### [Votre tâche]
Reproduisez à l'identique le passage du texte sur la réforme du système de santé qui commence à « En effet, alors » et se termine à « des transformations profondes. ».

« Ma santé 2022 » : où est la transformation ?
Tous les mercredis, avant le Conseil des ministres, Le Macronomètre, l'observatoire des réformes du gouvernement, lancé par la Fondation iFRAP, attribue une note aux réformes d'Emmanuel Macron. La note de la semaine du Macronomètre est présentée dans le Figaro. Cette semaine : 4/10 sur la réforme du système de santé.
Ma santé 2020 est un texte de loi présenté par le gouvernement avec l’ambition de transformer le système de santé français. Si ce texte comporte des mesures qui vont dans le bon sens, dans la réalité, ce texte s’inscrit d’abord en pleine continuité avec les lois précédentes, ne générant en rien une véritable transformation du modèle à la hauteur des enjeux.
En effet, alors que notre système de santé doit faire face à plusieurs chocs (démographique, épidémiologique, thérapeutique et technologique), les mesures portées par le gouvernement sont davantage des ajustements que des transformations profondes.

### [Enregistrements]

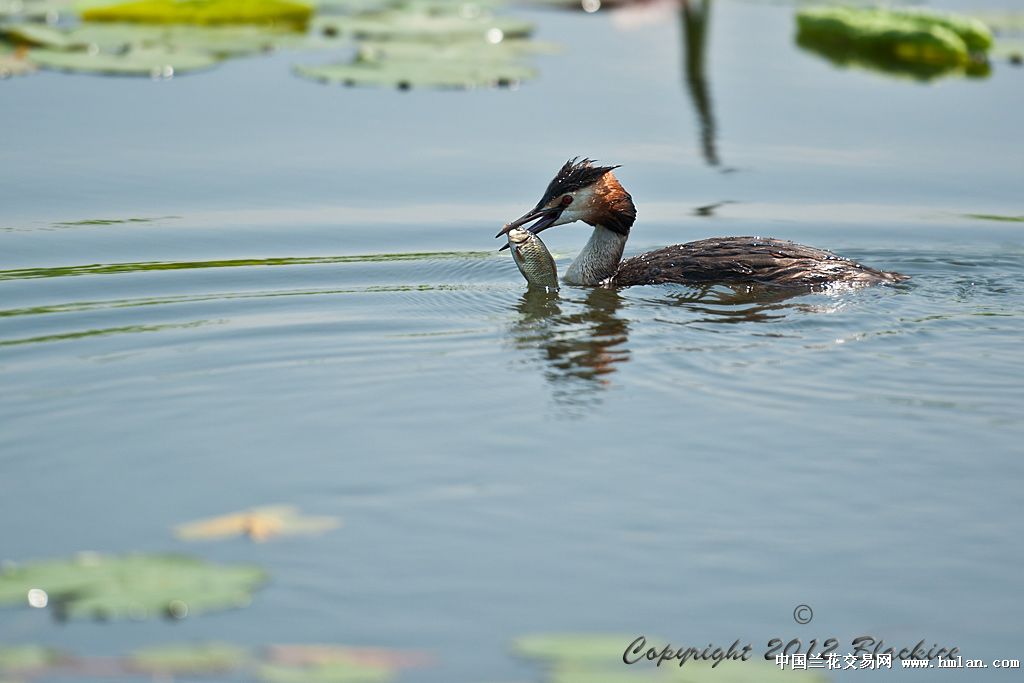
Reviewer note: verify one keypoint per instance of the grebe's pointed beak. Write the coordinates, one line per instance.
(546, 216)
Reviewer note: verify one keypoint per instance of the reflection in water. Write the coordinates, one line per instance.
(739, 303)
(695, 14)
(581, 341)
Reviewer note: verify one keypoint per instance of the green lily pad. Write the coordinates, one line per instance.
(50, 10)
(410, 74)
(219, 41)
(26, 658)
(131, 586)
(36, 34)
(14, 63)
(329, 672)
(407, 65)
(413, 24)
(203, 11)
(913, 36)
(188, 659)
(156, 61)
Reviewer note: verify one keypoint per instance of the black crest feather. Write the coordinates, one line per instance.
(576, 174)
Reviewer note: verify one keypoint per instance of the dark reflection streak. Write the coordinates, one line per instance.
(580, 342)
(116, 268)
(104, 332)
(695, 15)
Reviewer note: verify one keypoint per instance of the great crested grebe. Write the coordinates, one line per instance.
(582, 190)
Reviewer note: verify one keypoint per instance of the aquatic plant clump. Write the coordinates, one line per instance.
(203, 12)
(107, 587)
(914, 36)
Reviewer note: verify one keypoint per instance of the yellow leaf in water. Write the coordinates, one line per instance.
(258, 523)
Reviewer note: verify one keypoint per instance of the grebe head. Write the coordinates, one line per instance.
(584, 191)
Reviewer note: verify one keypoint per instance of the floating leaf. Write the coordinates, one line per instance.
(36, 34)
(334, 672)
(203, 11)
(413, 24)
(156, 61)
(992, 216)
(910, 36)
(187, 659)
(219, 41)
(50, 10)
(406, 65)
(26, 658)
(258, 523)
(131, 586)
(380, 657)
(14, 63)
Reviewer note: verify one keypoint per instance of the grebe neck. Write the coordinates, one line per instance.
(599, 259)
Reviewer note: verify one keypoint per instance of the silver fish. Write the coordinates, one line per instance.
(532, 259)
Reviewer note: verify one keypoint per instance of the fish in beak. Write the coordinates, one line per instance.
(545, 218)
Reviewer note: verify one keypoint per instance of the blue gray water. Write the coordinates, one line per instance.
(309, 309)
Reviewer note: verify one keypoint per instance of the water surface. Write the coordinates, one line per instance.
(240, 288)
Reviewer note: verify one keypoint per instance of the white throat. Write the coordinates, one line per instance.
(598, 260)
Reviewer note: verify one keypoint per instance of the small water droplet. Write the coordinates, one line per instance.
(38, 598)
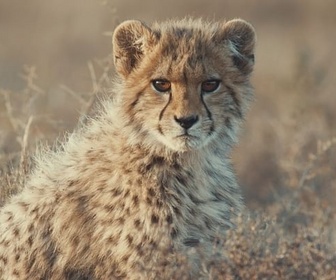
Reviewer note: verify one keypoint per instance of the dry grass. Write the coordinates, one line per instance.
(287, 157)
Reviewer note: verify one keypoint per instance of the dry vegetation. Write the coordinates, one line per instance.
(287, 157)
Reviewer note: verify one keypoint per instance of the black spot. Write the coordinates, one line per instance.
(191, 242)
(154, 219)
(137, 224)
(135, 199)
(177, 211)
(169, 219)
(173, 233)
(75, 274)
(51, 254)
(121, 221)
(151, 192)
(129, 239)
(181, 179)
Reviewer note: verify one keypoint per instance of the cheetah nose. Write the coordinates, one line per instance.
(186, 122)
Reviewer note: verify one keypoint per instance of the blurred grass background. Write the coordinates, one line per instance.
(54, 58)
(52, 51)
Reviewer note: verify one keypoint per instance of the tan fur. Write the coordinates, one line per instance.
(130, 182)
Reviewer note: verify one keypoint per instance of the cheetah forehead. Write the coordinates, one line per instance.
(134, 42)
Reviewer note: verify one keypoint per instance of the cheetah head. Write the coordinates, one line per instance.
(185, 83)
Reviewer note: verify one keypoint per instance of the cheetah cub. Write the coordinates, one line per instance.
(152, 169)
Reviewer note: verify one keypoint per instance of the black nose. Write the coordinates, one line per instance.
(186, 122)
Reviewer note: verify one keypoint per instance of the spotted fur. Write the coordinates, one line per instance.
(133, 179)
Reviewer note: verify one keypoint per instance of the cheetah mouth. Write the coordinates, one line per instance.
(186, 136)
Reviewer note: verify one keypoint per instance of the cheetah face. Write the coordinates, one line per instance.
(185, 85)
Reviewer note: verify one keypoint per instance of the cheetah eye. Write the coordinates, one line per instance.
(161, 85)
(210, 86)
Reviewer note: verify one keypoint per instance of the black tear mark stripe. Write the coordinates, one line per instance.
(236, 101)
(136, 101)
(206, 107)
(165, 107)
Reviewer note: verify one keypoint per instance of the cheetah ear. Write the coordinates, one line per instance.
(130, 41)
(240, 37)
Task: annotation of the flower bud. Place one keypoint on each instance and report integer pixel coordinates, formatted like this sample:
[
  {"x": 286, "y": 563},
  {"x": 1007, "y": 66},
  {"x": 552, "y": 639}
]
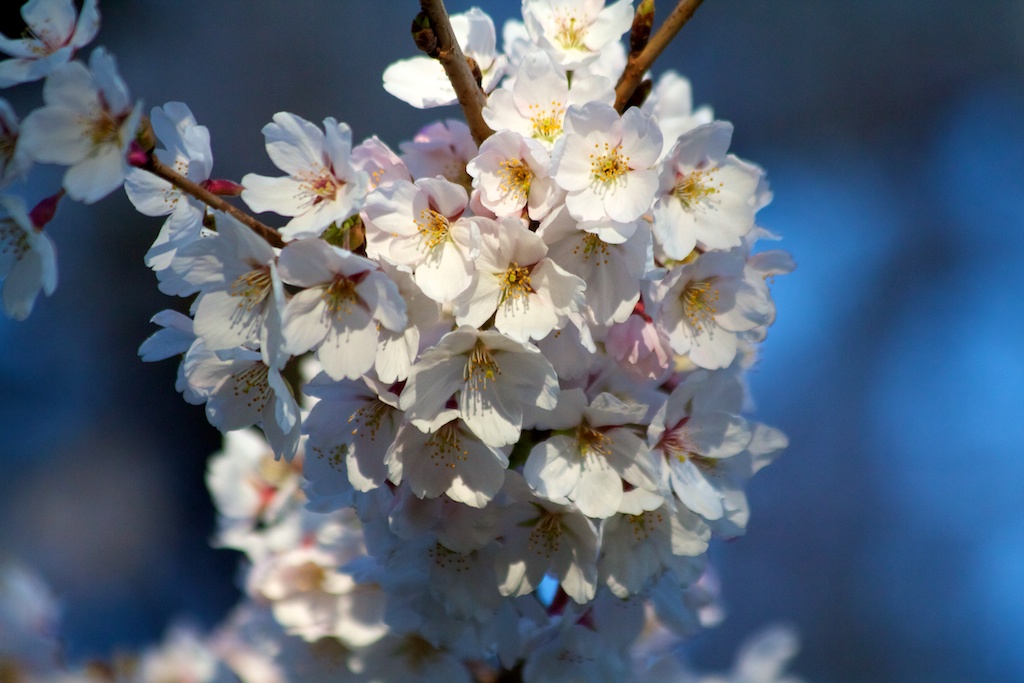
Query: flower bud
[{"x": 643, "y": 22}]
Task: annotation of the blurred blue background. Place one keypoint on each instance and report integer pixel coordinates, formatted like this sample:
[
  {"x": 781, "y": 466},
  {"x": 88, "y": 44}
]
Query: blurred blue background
[{"x": 891, "y": 534}]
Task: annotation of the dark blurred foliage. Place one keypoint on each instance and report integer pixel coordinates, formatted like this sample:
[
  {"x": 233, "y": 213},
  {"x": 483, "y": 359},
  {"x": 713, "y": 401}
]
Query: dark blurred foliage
[{"x": 891, "y": 534}]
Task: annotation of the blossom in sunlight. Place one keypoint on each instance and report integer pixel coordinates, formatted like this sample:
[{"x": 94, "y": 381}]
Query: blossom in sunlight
[
  {"x": 53, "y": 34},
  {"x": 28, "y": 259},
  {"x": 87, "y": 124},
  {"x": 574, "y": 32},
  {"x": 322, "y": 186},
  {"x": 606, "y": 163},
  {"x": 421, "y": 81},
  {"x": 187, "y": 152}
]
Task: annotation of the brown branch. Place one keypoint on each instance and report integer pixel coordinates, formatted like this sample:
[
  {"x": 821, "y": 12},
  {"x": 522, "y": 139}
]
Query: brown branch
[
  {"x": 161, "y": 170},
  {"x": 637, "y": 65},
  {"x": 471, "y": 97}
]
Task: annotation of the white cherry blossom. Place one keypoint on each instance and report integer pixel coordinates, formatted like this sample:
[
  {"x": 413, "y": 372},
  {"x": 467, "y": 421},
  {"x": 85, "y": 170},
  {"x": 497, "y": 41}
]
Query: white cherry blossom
[
  {"x": 528, "y": 294},
  {"x": 535, "y": 103},
  {"x": 574, "y": 32},
  {"x": 606, "y": 163},
  {"x": 493, "y": 377},
  {"x": 692, "y": 431},
  {"x": 422, "y": 226},
  {"x": 242, "y": 297},
  {"x": 53, "y": 35},
  {"x": 707, "y": 198},
  {"x": 705, "y": 304},
  {"x": 28, "y": 259},
  {"x": 344, "y": 299},
  {"x": 87, "y": 124},
  {"x": 421, "y": 81},
  {"x": 590, "y": 466},
  {"x": 187, "y": 152}
]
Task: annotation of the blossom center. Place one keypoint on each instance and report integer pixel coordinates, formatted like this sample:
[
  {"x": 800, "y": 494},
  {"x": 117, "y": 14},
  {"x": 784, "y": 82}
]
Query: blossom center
[
  {"x": 644, "y": 523},
  {"x": 340, "y": 296},
  {"x": 698, "y": 304},
  {"x": 607, "y": 164},
  {"x": 516, "y": 176},
  {"x": 515, "y": 283},
  {"x": 593, "y": 246},
  {"x": 676, "y": 442},
  {"x": 480, "y": 368},
  {"x": 322, "y": 187},
  {"x": 570, "y": 31},
  {"x": 547, "y": 123},
  {"x": 546, "y": 537},
  {"x": 694, "y": 187},
  {"x": 433, "y": 227},
  {"x": 445, "y": 558},
  {"x": 445, "y": 446},
  {"x": 103, "y": 127},
  {"x": 252, "y": 287},
  {"x": 13, "y": 240},
  {"x": 592, "y": 441},
  {"x": 370, "y": 417},
  {"x": 252, "y": 385}
]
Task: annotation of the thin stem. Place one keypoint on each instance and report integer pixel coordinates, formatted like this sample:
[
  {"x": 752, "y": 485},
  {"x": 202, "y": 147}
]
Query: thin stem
[
  {"x": 471, "y": 97},
  {"x": 638, "y": 65},
  {"x": 161, "y": 170}
]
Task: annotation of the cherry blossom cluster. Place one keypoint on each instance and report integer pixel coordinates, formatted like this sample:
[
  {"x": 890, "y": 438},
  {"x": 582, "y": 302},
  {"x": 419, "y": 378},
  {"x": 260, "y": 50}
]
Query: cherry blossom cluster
[{"x": 499, "y": 383}]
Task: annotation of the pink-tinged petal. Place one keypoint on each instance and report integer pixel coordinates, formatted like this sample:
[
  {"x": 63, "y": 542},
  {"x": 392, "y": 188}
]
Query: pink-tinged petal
[
  {"x": 55, "y": 135},
  {"x": 419, "y": 81},
  {"x": 305, "y": 321},
  {"x": 553, "y": 467},
  {"x": 95, "y": 176}
]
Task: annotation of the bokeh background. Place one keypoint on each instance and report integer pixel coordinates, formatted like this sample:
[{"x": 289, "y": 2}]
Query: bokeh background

### [Exercice réalisé]
En effet, alors que notre système de santé doit faire face à plusieurs chocs (démographique, épidémiologique, thérapeutique et technologique), les mesures portées par le gouvernement sont davantage des ajustements que des transformations profondes.